Set each entry down verbatim, omitting images.

**Information supplied**
# # # # # # #
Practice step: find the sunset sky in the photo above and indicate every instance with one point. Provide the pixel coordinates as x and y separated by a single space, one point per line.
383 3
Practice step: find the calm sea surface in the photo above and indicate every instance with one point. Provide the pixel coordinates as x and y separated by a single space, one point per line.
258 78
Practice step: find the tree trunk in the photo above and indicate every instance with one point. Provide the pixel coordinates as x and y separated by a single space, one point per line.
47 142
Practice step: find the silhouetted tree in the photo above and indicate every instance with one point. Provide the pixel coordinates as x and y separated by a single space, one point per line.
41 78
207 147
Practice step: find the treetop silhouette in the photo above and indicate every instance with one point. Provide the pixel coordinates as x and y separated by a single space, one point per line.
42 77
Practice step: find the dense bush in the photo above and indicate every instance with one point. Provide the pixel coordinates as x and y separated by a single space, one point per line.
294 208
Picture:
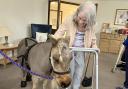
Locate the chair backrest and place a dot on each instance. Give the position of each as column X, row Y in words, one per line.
column 40, row 28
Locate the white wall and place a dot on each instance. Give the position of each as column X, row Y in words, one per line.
column 17, row 15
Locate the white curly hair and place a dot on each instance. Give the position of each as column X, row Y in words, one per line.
column 89, row 10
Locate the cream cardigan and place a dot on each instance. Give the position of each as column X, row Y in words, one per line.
column 70, row 29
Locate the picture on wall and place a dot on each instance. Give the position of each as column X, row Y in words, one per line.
column 53, row 18
column 121, row 16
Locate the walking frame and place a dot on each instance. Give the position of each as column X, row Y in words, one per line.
column 95, row 64
column 118, row 58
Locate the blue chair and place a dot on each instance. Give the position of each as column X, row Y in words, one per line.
column 40, row 28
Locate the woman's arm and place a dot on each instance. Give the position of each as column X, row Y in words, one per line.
column 63, row 28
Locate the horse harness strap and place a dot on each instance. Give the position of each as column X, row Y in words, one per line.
column 56, row 72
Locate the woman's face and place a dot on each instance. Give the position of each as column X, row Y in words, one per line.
column 81, row 20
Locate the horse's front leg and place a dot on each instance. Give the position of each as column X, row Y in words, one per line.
column 37, row 82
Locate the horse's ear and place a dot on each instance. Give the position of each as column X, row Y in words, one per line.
column 67, row 39
column 52, row 39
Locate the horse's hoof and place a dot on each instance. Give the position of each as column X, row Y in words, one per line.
column 23, row 83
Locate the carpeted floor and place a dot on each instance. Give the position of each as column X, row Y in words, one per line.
column 10, row 76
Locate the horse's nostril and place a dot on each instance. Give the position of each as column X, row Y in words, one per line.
column 64, row 85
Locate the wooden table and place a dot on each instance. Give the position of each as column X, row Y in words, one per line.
column 6, row 49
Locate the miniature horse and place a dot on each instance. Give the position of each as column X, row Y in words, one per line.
column 50, row 58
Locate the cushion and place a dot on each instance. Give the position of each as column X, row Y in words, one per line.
column 41, row 37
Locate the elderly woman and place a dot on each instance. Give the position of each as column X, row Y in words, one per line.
column 79, row 28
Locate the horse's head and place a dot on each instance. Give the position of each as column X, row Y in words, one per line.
column 60, row 60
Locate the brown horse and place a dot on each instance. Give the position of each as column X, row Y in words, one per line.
column 44, row 56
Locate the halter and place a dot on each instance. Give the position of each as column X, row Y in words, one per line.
column 56, row 72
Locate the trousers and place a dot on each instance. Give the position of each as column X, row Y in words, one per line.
column 77, row 67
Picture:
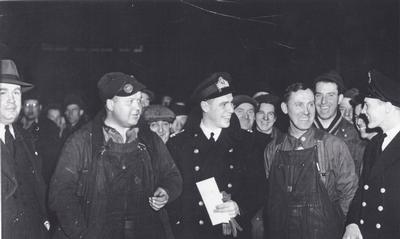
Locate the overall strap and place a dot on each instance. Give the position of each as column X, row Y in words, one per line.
column 322, row 164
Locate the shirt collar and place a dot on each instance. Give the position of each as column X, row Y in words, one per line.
column 3, row 132
column 390, row 134
column 207, row 132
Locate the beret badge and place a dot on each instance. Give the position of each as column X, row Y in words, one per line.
column 128, row 88
column 222, row 83
column 369, row 77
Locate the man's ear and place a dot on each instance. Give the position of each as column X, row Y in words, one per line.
column 340, row 99
column 284, row 108
column 204, row 106
column 109, row 104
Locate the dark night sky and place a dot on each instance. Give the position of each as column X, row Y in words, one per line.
column 171, row 46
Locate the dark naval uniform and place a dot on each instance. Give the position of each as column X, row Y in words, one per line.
column 199, row 159
column 375, row 208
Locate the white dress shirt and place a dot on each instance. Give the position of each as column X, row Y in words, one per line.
column 207, row 132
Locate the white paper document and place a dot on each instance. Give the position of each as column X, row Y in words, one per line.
column 212, row 197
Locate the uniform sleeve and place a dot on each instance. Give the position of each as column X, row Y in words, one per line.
column 63, row 196
column 170, row 177
column 346, row 180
# # # # # # #
**Your solution**
Practice step: find the sunset sky in the photo above and indicate every instance with one point. Provide the pixel coordinates as x and y separated by a single space, one point per line.
383 3
Practice step: find the calm sea surface in the photo above and indicate every instance with one point. Provide the pixel coordinates as x and y separated by a single space, one point per line.
258 78
Practice step: find the tree trunk in the photo above and indicate every instance with one point. Provide the pixel coordinates as x and y separated by a single space, one point per line.
47 142
Practice step: find the silhouetted tree in the photo above and indicate every instance with one point. Provide the pixel coordinates as x and y separated by a single space, one point per line.
41 78
207 147
Practice step: find the treetop silhouette in the photo above and indicate every instance with one point. Provide the pixel coordinates as x and y separated by a single space, one point per line.
42 77
Practice step: find the dense bush in the photo above and indicate every instance with one point. Provide the pixel coordinates as x and y separated by a single space, one point per line.
294 208
Picture:
Locate the chair backrest and place a dot on each instance. Give the position of each as column X, row Y in words, one per line.
column 40, row 28
Locate the white wall and place a dot on each instance. Give the position of each as column X, row Y in words, one per line.
column 17, row 15
Locate the white curly hair and place a dot on each instance. Give the position of each as column X, row Y in words, one per line.
column 89, row 10
Locate the cream cardigan and place a dot on each instance. Give the position of each as column X, row Y in words, one per line.
column 70, row 29
Locate the picture on wall and place a dot on each instance. Give the position of each as column X, row Y in words, one per line.
column 53, row 18
column 121, row 16
Locate the walking frame and place a dot on each instance. Give the position of each as column X, row Y in words, one per line.
column 95, row 64
column 118, row 58
Locate the blue chair and place a dot on each instance. Give the position of each as column X, row Y in words, one per line.
column 40, row 28
Locate the woman's arm and place a dot on each instance. Give the position of each as column X, row Y in words, one per line.
column 63, row 28
Locate the horse harness strap and place a dot on each instance. Give the position of each as column X, row Y in words, one per line.
column 56, row 72
Locate the woman's face and place a dot on each instance. Give the position of each as column X, row Y in words, one per line.
column 81, row 20
Locate the horse's front leg and place a dot on each instance. Give the position of each as column X, row Y in words, one per line.
column 37, row 82
Locate the horse's ear and place a dot on each instance. Give the position of each as column X, row Y in words, one per line.
column 67, row 39
column 52, row 39
Locate the horse's hoof and place a dot on each instance. Give the position of each as column X, row Y in words, one per line.
column 23, row 83
Locate the carpeted floor and place a dot on each instance. Give the position of each as column X, row Y in words, one per line.
column 10, row 76
Locate the horse's nostril and place a dot on each instance. Give the position of each as column X, row Y in words, one per line.
column 64, row 85
Locate the wooden table and place a dot on each instance. Give the position of each as column X, row Y in words, one per line.
column 6, row 49
Locate the miniature horse and place a dot on each instance. Give the position of each as column X, row Y in words, one per line.
column 50, row 58
Locate the cushion and place a dot on each instance. Give the position of each as column X, row Y in words, one per line.
column 41, row 37
Locate the elderly woman and place a dot on each instance. Give the position of each as column X, row Y in words, one per line.
column 79, row 28
Locate the horse's head and place a dot on each instance. Give the position of each as column X, row Y in words, one per line.
column 60, row 60
Locate the brown horse and place a dot on each instance. Give the position of each as column X, row Y in words, one per line.
column 44, row 56
Locate the halter and place a dot on each instance. Give the position of each as column X, row Y in words, one per line.
column 56, row 72
Locate the trousers and place a dot on each instance. Give the position of each as column X, row Y in words, one per line.
column 77, row 67
Picture:
Locate the overall strap and place a dot on each instance. Give the position of each as column X, row Y in words, one per line.
column 322, row 164
Locate the shirt collar and place a dot on each instance. Give the position of each as column X, row Y in words, one per line.
column 3, row 132
column 390, row 134
column 207, row 132
Locate the beret badge and place a dot on each instance. Give the position of each as column X, row Y in words, one per line.
column 128, row 88
column 222, row 83
column 369, row 77
Locate the man's ear and place a dot on each instance. Give the position of each as column X, row Y in words, one per line.
column 340, row 99
column 284, row 108
column 204, row 106
column 109, row 104
Locate the dark night sky and place a dot on each instance. Give the position of each as column X, row Y in words, one per line.
column 171, row 46
Locate the dark naval uniform and place a dot on each instance. Give the position of each as column X, row Y in words, one per line.
column 199, row 159
column 375, row 208
Locate the white dress shirt and place a dot on each instance. Give the position of each as column X, row Y in words, one per line.
column 207, row 132
Locate the white paper document and place a dot on each instance. Give the position of each as column X, row Y in words, one per line.
column 212, row 197
Locate the uniform sleeve and place a dot on each instance. Give the position of each as column X, row Y in words, one per line.
column 63, row 196
column 170, row 177
column 346, row 180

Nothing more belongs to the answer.